_TASK TO CARRY OUT_
Rewrite the ankyrin-B review text between "Reviewer #1 (Recommendations" and "2020; DOI: 10.1073/pnas.2008391117).", inclusive, with "hyperplasia" replaced by "enlargement".
(Beginning of DOCUMENT SEGMENT)
Giant ankyrin-B mediates transduction of axon guidance and collateral branch pruning factor sema 3A

Reviewer #1 (Recommendations for the authors):

It would be helpful to provide more information about the in vivo phenotype. Are other axon tracts increased in size? Yang et al., 2019 identified other axonal tracts were also enlarged in AnkB440 KO mice. Corpus callosum hyperplasia is seen in patients with neurofibromatosis 1. In this condition, it appears to be due to alterations in oligodendrocyte development and myelination (Wang et al., 2012 Cell doi: 10.1016/j.cell.2012.06.034; Asleh et al. 2020; DOI: 10.1073/pnas.2008391117).

We thank the reviewer for raising these questions. As a point of clarification, we would like to underscore that in the Yang et al., 2019 manuscript, the reported Diffusion Tensor Imaging data belongs to knock-in AnkB440^R2589fs mice (referred to in that publication as ABfs/fs), which models a human ASD-linked ANK2 variant within the neuronal specific region of AnkB440. As shown in Yang et al., 2019 and in Figure 9A,B of our revised manuscript, the R2589fs AnkB440 variant does not eliminate expression of AnkB440, but rather results in a truncated 290kDa fragment that retains some of the functional domains of the protein. Both AnkB440 KO and AnkB440^R2589fs cortical neurons show increased axon branching in vitro (Yang et al., 2019), suggesting a common mechanism. However, the 290kDa R2589fs AnkB440 fragment alters AnkB440 distribution and is additionally likely to result in gain-of function or dominant-negative effects that might impact axon development and cortical connectivity in ways different from total loss of AnkB440. This is partly one of the motivations for assessing for the first time axon tract morphology in AnkB440 KO brains.

Are the authors certain that AnkB440 is not expressed in oligodendrocytes?
(End of DOCUMENT SEGMENT)
(Beginning of DATA EXTRACTS)
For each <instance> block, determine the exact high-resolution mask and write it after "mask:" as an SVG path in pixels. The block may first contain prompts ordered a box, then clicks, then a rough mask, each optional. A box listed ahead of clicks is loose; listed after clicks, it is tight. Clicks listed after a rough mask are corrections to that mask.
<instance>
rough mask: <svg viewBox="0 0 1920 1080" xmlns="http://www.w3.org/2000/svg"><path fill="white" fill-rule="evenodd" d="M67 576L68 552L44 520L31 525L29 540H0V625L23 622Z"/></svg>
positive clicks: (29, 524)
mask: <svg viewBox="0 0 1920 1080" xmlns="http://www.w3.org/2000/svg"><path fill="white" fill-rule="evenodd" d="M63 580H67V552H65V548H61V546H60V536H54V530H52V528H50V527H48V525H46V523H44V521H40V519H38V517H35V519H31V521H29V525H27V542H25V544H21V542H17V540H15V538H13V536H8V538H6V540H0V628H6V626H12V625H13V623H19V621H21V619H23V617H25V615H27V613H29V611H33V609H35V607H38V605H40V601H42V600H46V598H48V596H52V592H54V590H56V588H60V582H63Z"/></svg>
(End of DATA EXTRACTS)
_ANSWER AREA_
Reviewer #1 (Recommendations for the authors):

It would be helpful to provide more information about the in vivo phenotype. Are other axon tracts increased in size? Yang et al., 2019 identified other axonal tracts were also enlarged in AnkB440 KO mice. Corpus callosum enlargement is seen in patients with neurofibromatosis 1. In this condition, it appears to be due to alterations in oligodendrocyte development and myelination (Wang et al., 2012 Cell doi: 10.1016/j.cell.2012.06.034; Asleh et al. 2020; DOI: 10.1073/pnas.2008391117).